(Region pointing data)
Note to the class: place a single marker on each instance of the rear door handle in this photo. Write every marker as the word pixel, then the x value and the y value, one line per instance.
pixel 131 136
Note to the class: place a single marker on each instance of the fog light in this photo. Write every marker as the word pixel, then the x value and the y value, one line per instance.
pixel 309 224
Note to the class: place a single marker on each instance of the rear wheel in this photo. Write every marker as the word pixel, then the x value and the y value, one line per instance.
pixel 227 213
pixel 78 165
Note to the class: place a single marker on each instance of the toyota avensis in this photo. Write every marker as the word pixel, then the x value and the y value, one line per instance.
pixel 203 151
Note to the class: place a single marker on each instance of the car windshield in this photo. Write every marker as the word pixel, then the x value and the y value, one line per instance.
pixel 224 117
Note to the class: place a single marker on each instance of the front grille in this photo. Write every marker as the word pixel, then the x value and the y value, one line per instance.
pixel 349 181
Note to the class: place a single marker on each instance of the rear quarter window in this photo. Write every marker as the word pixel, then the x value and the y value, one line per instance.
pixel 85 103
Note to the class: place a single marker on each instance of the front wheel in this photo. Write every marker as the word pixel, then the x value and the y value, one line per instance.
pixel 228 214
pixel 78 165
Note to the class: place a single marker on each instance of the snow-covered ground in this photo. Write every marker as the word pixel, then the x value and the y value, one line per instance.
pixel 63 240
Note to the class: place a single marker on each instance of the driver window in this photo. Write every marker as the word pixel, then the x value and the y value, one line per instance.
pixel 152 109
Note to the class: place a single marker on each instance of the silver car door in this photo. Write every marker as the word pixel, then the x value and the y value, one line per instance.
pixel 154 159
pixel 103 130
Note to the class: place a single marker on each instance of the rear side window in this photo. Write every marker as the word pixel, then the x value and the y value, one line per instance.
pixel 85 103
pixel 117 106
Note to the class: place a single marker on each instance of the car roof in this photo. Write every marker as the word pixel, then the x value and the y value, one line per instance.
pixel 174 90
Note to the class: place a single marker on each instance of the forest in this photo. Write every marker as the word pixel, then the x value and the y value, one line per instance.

EXERCISE DESCRIPTION: All of the records need to be returned exactly as they are.

EXERCISE SOLUTION:
Note to the class: place a single marker on each instance of the rear door handle in this photo. Write every marker as the word pixel, then the x value and the y value, one line per instance.
pixel 131 136
Note to the class: place a single marker on each instance of the fog light in this photo. Write every marker as the word pixel, then the x value and the y value, one line per instance.
pixel 309 224
Note to the class: place a single marker on each instance of the rear wheel in this photo. Write every marker as the word pixel, then the x value and the y value, one line per instance.
pixel 227 213
pixel 78 165
Note to the class: place a single marker on each instance of the toyota avensis in this photo. Write every marker as the word pixel, then the x value and the y value, one line per instance.
pixel 203 151
Note to the class: place a single marker on each instance of the car windshield in this photo. Write every marker as the word pixel, then the x value and the y value, one line per instance.
pixel 224 117
Note to the class: place a single marker on each instance of the front grille in this photo. Write every marker as the word pixel, then the x value and the y value, one line per instance.
pixel 349 181
Note to the class: place a single marker on each instance of the rear quarter window in this photo. Write every marker as the word pixel, then the x value and the y value, one line per instance.
pixel 85 103
Note to the class: place a single marker on each instance of the front wheel in this photo. Write every marker as the word pixel, then the x value and the y value, one line per instance.
pixel 228 214
pixel 78 165
Note to the class: place a single marker on each instance of the snow-covered ground in this photo. Write every marker as the word pixel, then the x value and the y value, one line per instance.
pixel 63 240
Note to the class: place a single marker on each instance of the driver window in this photo. Write every marker as the word pixel, then the x value and the y value, one line per instance.
pixel 152 109
Note to the class: place a single marker on each instance of the silver car door in this photo. Write every marker as the word pixel, then the x value and the y value, one line per instance.
pixel 154 159
pixel 103 130
Note to the class: place a single marker on each instance of the rear side window in this photo. Write every marker as the word pixel, then the x value and the y value, one line per instance.
pixel 85 103
pixel 117 106
Note to the class: place a single marker on each instance of the car roof in this photo. Write every marker as the word pixel, then the x value and the y value, one line per instance.
pixel 174 90
Note to the class: place a single marker on each instance of the forest in this photo. Write every marker as the word pixel, then the x value and the y value, one line per instance.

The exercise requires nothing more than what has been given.